(Dataset extract)
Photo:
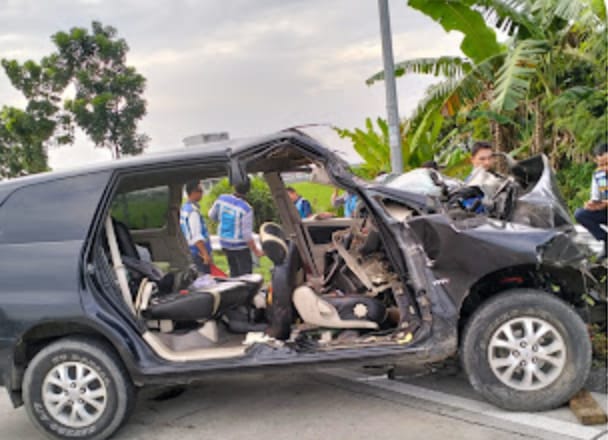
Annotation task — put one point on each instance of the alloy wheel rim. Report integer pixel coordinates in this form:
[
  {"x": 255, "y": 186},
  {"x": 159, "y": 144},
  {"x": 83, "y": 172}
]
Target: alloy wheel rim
[
  {"x": 527, "y": 353},
  {"x": 74, "y": 394}
]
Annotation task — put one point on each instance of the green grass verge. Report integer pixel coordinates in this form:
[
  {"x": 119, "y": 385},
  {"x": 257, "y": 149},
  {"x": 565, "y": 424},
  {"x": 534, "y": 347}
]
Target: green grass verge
[{"x": 318, "y": 195}]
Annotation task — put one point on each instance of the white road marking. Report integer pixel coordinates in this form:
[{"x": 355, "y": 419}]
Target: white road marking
[{"x": 533, "y": 420}]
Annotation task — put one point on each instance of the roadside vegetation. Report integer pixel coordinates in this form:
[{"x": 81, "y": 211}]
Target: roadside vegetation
[{"x": 540, "y": 88}]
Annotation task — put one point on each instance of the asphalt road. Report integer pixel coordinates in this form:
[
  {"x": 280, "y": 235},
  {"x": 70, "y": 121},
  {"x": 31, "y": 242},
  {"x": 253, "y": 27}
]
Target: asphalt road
[{"x": 327, "y": 404}]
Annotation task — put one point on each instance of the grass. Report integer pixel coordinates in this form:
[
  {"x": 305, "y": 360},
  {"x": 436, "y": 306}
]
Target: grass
[
  {"x": 220, "y": 260},
  {"x": 318, "y": 195}
]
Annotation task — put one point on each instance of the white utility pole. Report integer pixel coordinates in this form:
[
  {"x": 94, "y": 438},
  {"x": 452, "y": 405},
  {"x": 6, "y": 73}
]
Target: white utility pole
[{"x": 392, "y": 108}]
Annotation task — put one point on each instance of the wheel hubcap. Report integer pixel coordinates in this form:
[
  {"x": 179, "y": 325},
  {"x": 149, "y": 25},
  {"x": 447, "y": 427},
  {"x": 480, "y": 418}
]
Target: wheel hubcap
[
  {"x": 527, "y": 353},
  {"x": 74, "y": 394}
]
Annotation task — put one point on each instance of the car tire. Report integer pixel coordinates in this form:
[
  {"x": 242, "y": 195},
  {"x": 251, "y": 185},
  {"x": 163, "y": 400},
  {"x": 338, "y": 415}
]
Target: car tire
[
  {"x": 77, "y": 388},
  {"x": 526, "y": 350}
]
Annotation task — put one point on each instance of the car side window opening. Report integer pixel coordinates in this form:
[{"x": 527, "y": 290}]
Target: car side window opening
[{"x": 142, "y": 209}]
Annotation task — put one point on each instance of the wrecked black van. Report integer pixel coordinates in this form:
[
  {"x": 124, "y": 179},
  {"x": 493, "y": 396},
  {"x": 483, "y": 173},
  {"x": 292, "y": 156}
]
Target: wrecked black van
[{"x": 416, "y": 277}]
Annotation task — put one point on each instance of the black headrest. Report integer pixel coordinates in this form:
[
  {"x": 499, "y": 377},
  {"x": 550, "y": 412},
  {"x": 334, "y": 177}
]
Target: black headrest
[
  {"x": 126, "y": 245},
  {"x": 273, "y": 242}
]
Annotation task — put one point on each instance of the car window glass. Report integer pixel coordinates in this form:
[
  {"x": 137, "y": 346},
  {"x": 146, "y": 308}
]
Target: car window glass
[
  {"x": 56, "y": 210},
  {"x": 142, "y": 209}
]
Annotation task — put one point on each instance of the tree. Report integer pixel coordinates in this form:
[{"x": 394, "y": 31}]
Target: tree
[
  {"x": 421, "y": 141},
  {"x": 25, "y": 134},
  {"x": 22, "y": 139},
  {"x": 107, "y": 105},
  {"x": 108, "y": 102},
  {"x": 522, "y": 79}
]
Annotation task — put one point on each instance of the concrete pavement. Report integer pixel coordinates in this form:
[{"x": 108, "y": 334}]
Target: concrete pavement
[{"x": 325, "y": 404}]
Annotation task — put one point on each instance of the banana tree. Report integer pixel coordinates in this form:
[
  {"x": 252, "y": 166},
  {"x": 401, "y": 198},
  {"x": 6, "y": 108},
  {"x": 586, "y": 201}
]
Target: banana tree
[{"x": 545, "y": 40}]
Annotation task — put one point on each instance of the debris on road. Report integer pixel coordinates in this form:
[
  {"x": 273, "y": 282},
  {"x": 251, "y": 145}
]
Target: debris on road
[{"x": 586, "y": 409}]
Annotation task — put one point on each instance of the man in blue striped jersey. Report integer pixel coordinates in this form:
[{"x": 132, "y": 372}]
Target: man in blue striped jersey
[
  {"x": 235, "y": 229},
  {"x": 194, "y": 228}
]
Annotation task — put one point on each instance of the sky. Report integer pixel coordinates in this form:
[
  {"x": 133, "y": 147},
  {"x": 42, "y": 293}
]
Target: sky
[{"x": 248, "y": 67}]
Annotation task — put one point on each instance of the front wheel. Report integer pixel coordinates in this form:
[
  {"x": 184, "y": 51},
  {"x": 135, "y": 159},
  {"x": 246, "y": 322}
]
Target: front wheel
[
  {"x": 526, "y": 350},
  {"x": 76, "y": 388}
]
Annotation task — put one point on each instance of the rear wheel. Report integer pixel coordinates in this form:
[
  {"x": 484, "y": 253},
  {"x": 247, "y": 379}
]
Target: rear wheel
[
  {"x": 76, "y": 388},
  {"x": 526, "y": 350}
]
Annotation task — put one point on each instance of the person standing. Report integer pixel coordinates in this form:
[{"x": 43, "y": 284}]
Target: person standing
[
  {"x": 194, "y": 228},
  {"x": 302, "y": 205},
  {"x": 482, "y": 156},
  {"x": 235, "y": 229},
  {"x": 594, "y": 214},
  {"x": 349, "y": 201}
]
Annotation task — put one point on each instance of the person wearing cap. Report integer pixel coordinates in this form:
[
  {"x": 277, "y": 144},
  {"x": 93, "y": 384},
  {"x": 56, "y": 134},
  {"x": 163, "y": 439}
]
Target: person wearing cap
[
  {"x": 482, "y": 156},
  {"x": 302, "y": 205},
  {"x": 349, "y": 200},
  {"x": 594, "y": 215},
  {"x": 194, "y": 228},
  {"x": 235, "y": 229}
]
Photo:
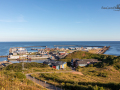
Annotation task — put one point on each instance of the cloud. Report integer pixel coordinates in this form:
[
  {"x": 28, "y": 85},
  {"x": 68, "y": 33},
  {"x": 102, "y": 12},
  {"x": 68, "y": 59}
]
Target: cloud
[
  {"x": 20, "y": 18},
  {"x": 5, "y": 21},
  {"x": 78, "y": 22}
]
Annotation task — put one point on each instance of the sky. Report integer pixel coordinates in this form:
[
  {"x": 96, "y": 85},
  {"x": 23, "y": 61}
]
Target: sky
[{"x": 59, "y": 20}]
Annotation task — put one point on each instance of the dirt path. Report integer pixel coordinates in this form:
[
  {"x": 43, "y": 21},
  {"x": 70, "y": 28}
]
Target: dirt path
[{"x": 47, "y": 85}]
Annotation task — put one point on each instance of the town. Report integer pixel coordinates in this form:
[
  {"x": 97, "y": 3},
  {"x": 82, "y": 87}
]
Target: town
[{"x": 20, "y": 53}]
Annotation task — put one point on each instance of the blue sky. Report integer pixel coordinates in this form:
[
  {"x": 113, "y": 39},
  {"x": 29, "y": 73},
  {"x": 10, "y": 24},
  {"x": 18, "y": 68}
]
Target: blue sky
[{"x": 59, "y": 20}]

(Work instructions) Set down every record once more, word for word, without pictures.

(Task result)
Photo:
Annotation task — put one point on each instance of the alloy wheel rim. Report integer pixel coordinates in this form:
[
  {"x": 255, "y": 186},
  {"x": 159, "y": 144},
  {"x": 83, "y": 172}
]
Target: alloy wheel rim
[
  {"x": 527, "y": 353},
  {"x": 74, "y": 394}
]
Annotation task — put one point on each instance of the green grass verge. Report integer pixel coordinates in this form:
[
  {"x": 119, "y": 385},
  {"x": 257, "y": 149},
  {"x": 565, "y": 424},
  {"x": 534, "y": 347}
]
Target: green grass verge
[{"x": 318, "y": 195}]
Annotation task — put one point on each instance of the white road marking. Report integer pixel coordinates in this form:
[{"x": 355, "y": 419}]
Target: white road marking
[{"x": 533, "y": 420}]
Annotation task — put one point on each instance of the roadside vegetation. Report integer pixel coordinates in this form:
[{"x": 81, "y": 211}]
Target: roadside vegetation
[{"x": 540, "y": 88}]
Annotation task — put one point on each instance of the asphalt road. Report integer pixel coordinates in this form:
[
  {"x": 280, "y": 235},
  {"x": 70, "y": 121},
  {"x": 31, "y": 242},
  {"x": 253, "y": 27}
]
Target: asphalt road
[{"x": 327, "y": 404}]
Annotation task — put one point on each instance of the grass. Report integer pixel coordinates in this form:
[
  {"x": 305, "y": 360},
  {"x": 436, "y": 306}
]
Target: grass
[
  {"x": 220, "y": 260},
  {"x": 318, "y": 195}
]
Annotation task — put one point on each instance of the white utility pole. Report integer pixel coordinates in this form:
[
  {"x": 94, "y": 438},
  {"x": 452, "y": 405},
  {"x": 6, "y": 73}
]
Target: white utility pole
[{"x": 392, "y": 108}]
Annotation task — put one point on each instance of the wheel hubcap. Report integer pixel coordinates in this form:
[
  {"x": 179, "y": 325},
  {"x": 149, "y": 25},
  {"x": 447, "y": 427},
  {"x": 480, "y": 418}
]
Target: wheel hubcap
[
  {"x": 527, "y": 353},
  {"x": 74, "y": 394}
]
Annotation task — put one point on each instance of the car tire. Report integer pixel coordinates in this form:
[
  {"x": 242, "y": 195},
  {"x": 251, "y": 185},
  {"x": 163, "y": 400},
  {"x": 338, "y": 415}
]
Target: car tire
[
  {"x": 77, "y": 388},
  {"x": 526, "y": 350}
]
Annotation task — put one point on each instance of the car side window opening. Report integer pixel coordinates in this form:
[{"x": 527, "y": 290}]
Target: car side window opening
[{"x": 142, "y": 209}]
Annotation task — put one point on each instance of the wrecked black van. Report integer pixel coordinates in this form:
[
  {"x": 124, "y": 179},
  {"x": 493, "y": 396},
  {"x": 483, "y": 173},
  {"x": 292, "y": 156}
]
Target: wrecked black van
[{"x": 416, "y": 277}]
Annotation task — put one point on each instance of the black headrest. Report integer pixel coordinates in this form:
[
  {"x": 499, "y": 377},
  {"x": 550, "y": 412},
  {"x": 334, "y": 177}
]
Target: black headrest
[
  {"x": 126, "y": 245},
  {"x": 273, "y": 242}
]
Annotation task — put one point on each instance of the car window glass. Report integer pixel coordinates in this form:
[
  {"x": 137, "y": 346},
  {"x": 146, "y": 308}
]
Target: car window glass
[
  {"x": 56, "y": 210},
  {"x": 142, "y": 209}
]
Annotation task — put one point on each instance of the tree. Report integer pixel coordinates in this form:
[{"x": 394, "y": 31}]
Target: tree
[
  {"x": 421, "y": 141},
  {"x": 25, "y": 134},
  {"x": 22, "y": 139},
  {"x": 107, "y": 105},
  {"x": 108, "y": 102},
  {"x": 522, "y": 79}
]
Annotation task — put one point on each instance of the concrete pavement. Report integer pixel coordinates in this form:
[{"x": 108, "y": 334}]
Target: concrete pavement
[{"x": 325, "y": 404}]
Annotation task — put one point on each instance of the banana tree. Report integer pixel coordinates in this form:
[
  {"x": 252, "y": 166},
  {"x": 401, "y": 198},
  {"x": 6, "y": 108},
  {"x": 586, "y": 201}
]
Target: banana tree
[{"x": 545, "y": 40}]
Annotation task — put one point on each instance of the debris on road. Report integer pixel coordinates in this form:
[
  {"x": 273, "y": 282},
  {"x": 251, "y": 145}
]
Target: debris on road
[{"x": 586, "y": 409}]
Annotation task — put one point on each instance of the man in blue striped jersey. Report integer pixel coordinates in this form:
[{"x": 132, "y": 372}]
Target: man in blue striped jersey
[
  {"x": 235, "y": 229},
  {"x": 194, "y": 228}
]
Annotation task — put one point on each instance of the sky. Report integer pixel coordinates in this form:
[
  {"x": 133, "y": 147},
  {"x": 42, "y": 293}
]
Target: sky
[{"x": 248, "y": 67}]
Annotation task — put one point on each instance of the front wheel. Report integer pixel coordinates in this form:
[
  {"x": 184, "y": 51},
  {"x": 135, "y": 159},
  {"x": 246, "y": 322}
]
Target: front wheel
[
  {"x": 526, "y": 350},
  {"x": 76, "y": 388}
]
Annotation task — put one point on each instance of the rear wheel. Report integer pixel coordinates in this form:
[
  {"x": 484, "y": 253},
  {"x": 247, "y": 379}
]
Target: rear wheel
[
  {"x": 76, "y": 388},
  {"x": 526, "y": 350}
]
Annotation task — put one point on each instance of the person standing. Report integer pixel coordinates in this form:
[{"x": 43, "y": 284}]
Target: person standing
[
  {"x": 194, "y": 228},
  {"x": 302, "y": 205},
  {"x": 482, "y": 156},
  {"x": 235, "y": 229},
  {"x": 594, "y": 214},
  {"x": 349, "y": 201}
]
Annotation task — put one point on each instance of the person wearing cap. Report integer pixel coordinates in this form:
[
  {"x": 277, "y": 144},
  {"x": 93, "y": 384},
  {"x": 56, "y": 134},
  {"x": 163, "y": 439}
]
Target: person wearing cap
[
  {"x": 482, "y": 156},
  {"x": 302, "y": 205},
  {"x": 349, "y": 200},
  {"x": 594, "y": 215},
  {"x": 194, "y": 228},
  {"x": 235, "y": 229}
]
Photo:
Annotation task — put one point on each instance of the cloud. Report integer pixel coordinates in this form:
[
  {"x": 28, "y": 85},
  {"x": 68, "y": 33},
  {"x": 102, "y": 12},
  {"x": 68, "y": 59}
]
Target: cloud
[
  {"x": 20, "y": 18},
  {"x": 5, "y": 21},
  {"x": 78, "y": 22}
]
Annotation task — put one point on each instance of the sky. Report integer pixel coordinates in this form:
[
  {"x": 96, "y": 85},
  {"x": 23, "y": 61}
]
Target: sky
[{"x": 59, "y": 20}]
Annotation task — put one point on each instance of the dirt path. Report integer pixel coordinates in this form:
[
  {"x": 43, "y": 21},
  {"x": 70, "y": 28}
]
Target: dirt path
[{"x": 47, "y": 85}]
Annotation task — put one point on each instance of the town. Report integer pixel coordinates in this form:
[
  {"x": 97, "y": 3},
  {"x": 82, "y": 87}
]
Target: town
[{"x": 20, "y": 53}]
Annotation task — put one point on each instance of the blue sky. Report integer pixel coordinates in this form:
[
  {"x": 113, "y": 39},
  {"x": 29, "y": 73},
  {"x": 10, "y": 24},
  {"x": 18, "y": 68}
]
Target: blue sky
[{"x": 59, "y": 20}]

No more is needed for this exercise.